* _WHAT YOU ARE ASKED TO DO_
Express the material below as a numbered list. Include only the lines from its first line through the line containing "xmin=159 ymin=49 xmax=168 ymax=81", both inclusive, and omit any blank lines.

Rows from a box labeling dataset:
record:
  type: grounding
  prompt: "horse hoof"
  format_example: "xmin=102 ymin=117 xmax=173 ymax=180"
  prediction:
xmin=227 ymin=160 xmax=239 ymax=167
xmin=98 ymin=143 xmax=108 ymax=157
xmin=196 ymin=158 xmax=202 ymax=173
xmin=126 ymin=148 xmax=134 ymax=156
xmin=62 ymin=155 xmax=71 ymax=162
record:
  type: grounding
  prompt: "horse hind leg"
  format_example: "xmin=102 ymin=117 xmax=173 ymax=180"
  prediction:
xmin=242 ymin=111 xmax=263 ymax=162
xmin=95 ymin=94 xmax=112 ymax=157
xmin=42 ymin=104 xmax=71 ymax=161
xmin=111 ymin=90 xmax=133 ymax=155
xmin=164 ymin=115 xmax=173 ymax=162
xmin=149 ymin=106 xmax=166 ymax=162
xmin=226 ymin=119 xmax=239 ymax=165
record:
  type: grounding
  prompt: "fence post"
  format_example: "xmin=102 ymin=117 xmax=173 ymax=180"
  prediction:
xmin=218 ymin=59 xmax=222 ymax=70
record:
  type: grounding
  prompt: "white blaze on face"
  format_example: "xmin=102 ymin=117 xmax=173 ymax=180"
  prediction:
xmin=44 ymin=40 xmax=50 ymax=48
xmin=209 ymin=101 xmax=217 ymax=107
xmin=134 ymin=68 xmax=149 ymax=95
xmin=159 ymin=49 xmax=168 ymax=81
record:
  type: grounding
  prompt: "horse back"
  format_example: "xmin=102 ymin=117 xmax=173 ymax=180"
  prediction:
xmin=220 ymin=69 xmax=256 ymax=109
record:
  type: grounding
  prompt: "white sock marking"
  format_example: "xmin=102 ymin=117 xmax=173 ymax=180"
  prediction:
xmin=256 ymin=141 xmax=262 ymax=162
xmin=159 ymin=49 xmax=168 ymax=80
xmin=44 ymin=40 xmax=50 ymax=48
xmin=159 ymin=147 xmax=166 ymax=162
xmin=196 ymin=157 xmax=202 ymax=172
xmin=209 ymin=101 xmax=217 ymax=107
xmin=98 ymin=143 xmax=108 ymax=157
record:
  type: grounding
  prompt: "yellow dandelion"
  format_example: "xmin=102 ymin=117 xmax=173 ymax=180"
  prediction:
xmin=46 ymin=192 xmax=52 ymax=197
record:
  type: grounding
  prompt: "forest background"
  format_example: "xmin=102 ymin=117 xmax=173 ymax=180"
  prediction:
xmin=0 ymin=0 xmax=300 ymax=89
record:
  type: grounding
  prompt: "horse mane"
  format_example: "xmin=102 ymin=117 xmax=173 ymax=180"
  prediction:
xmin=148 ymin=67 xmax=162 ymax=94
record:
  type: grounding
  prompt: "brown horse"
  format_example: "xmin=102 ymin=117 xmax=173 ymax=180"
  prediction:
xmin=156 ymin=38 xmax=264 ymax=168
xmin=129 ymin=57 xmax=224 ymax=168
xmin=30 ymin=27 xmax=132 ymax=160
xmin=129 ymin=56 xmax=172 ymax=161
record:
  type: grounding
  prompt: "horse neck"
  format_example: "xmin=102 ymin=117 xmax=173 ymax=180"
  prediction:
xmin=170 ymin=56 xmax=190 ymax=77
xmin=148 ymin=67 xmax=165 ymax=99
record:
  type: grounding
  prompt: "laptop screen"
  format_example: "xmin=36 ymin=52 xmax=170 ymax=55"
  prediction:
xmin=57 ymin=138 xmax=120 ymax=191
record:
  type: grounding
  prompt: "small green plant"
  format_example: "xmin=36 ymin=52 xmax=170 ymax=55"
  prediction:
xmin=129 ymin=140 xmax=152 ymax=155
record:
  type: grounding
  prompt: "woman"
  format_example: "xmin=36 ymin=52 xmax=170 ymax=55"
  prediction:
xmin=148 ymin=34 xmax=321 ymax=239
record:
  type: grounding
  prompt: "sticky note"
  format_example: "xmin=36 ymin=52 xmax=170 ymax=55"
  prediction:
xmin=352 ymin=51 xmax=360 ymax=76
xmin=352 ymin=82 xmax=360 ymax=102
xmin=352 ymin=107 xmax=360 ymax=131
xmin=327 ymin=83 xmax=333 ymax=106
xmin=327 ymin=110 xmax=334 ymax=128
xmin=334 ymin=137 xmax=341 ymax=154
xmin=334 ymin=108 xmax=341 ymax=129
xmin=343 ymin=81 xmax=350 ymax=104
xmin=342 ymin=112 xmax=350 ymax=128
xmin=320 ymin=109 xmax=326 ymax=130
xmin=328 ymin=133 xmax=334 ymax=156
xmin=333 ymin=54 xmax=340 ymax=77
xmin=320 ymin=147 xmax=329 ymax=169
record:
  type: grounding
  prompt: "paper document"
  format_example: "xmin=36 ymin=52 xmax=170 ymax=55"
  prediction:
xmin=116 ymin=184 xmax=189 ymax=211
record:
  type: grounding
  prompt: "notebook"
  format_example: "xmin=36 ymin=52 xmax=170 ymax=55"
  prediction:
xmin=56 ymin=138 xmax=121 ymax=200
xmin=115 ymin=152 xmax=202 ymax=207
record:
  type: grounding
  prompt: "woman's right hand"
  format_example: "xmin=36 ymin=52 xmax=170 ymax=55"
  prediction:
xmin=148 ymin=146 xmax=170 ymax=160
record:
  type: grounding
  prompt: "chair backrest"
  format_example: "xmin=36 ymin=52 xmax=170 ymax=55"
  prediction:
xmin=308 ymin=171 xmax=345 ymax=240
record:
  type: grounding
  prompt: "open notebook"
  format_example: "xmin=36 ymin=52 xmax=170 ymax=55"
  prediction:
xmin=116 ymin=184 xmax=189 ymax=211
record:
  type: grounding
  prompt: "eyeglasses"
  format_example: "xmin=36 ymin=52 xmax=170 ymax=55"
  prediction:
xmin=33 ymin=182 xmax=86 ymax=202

* _WRITTEN REPLY_
1. record:
2.   type: grounding
3.   prompt: "horse hoof"
4.   format_example: "xmin=102 ymin=117 xmax=173 ymax=180"
5.   prediction:
6. xmin=227 ymin=160 xmax=239 ymax=167
7. xmin=98 ymin=143 xmax=108 ymax=157
8. xmin=196 ymin=158 xmax=202 ymax=173
9. xmin=126 ymin=148 xmax=134 ymax=156
10. xmin=62 ymin=155 xmax=71 ymax=162
11. record:
12.   type: grounding
13.   prompt: "horse hind leg"
14.   format_example: "xmin=102 ymin=117 xmax=173 ymax=180"
15.   prediction:
16. xmin=242 ymin=111 xmax=263 ymax=162
17. xmin=95 ymin=94 xmax=112 ymax=157
18. xmin=42 ymin=104 xmax=71 ymax=161
19. xmin=111 ymin=90 xmax=133 ymax=155
20. xmin=164 ymin=115 xmax=173 ymax=162
21. xmin=149 ymin=106 xmax=166 ymax=162
22. xmin=226 ymin=119 xmax=239 ymax=165
23. record:
24.   type: grounding
25.   prompt: "fence post"
26.   format_example: "xmin=102 ymin=117 xmax=173 ymax=180"
27.   prediction:
28. xmin=218 ymin=59 xmax=222 ymax=70
29. record:
30.   type: grounding
31.   prompt: "white blaze on face"
32.   format_example: "xmin=102 ymin=117 xmax=173 ymax=180"
33.   prediction:
34. xmin=44 ymin=40 xmax=50 ymax=48
35. xmin=209 ymin=101 xmax=217 ymax=107
36. xmin=134 ymin=68 xmax=149 ymax=95
37. xmin=159 ymin=49 xmax=168 ymax=81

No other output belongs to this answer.